[Stored items from a collection]
<<<<

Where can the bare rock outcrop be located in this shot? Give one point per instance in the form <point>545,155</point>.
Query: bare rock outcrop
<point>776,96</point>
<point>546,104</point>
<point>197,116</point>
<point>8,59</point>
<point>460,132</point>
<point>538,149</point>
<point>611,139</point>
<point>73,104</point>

>>>>

• _INSTRUCTIONS FOR THE TASK_: Could you set down every line of the listing above, word for word?

• _THE OUTPUT_:
Where can the bare rock outcrop be located in this shot? Give one point per instance in the form <point>545,155</point>.
Query: bare rock outcrop
<point>776,96</point>
<point>546,104</point>
<point>197,116</point>
<point>8,59</point>
<point>460,132</point>
<point>538,149</point>
<point>611,139</point>
<point>73,104</point>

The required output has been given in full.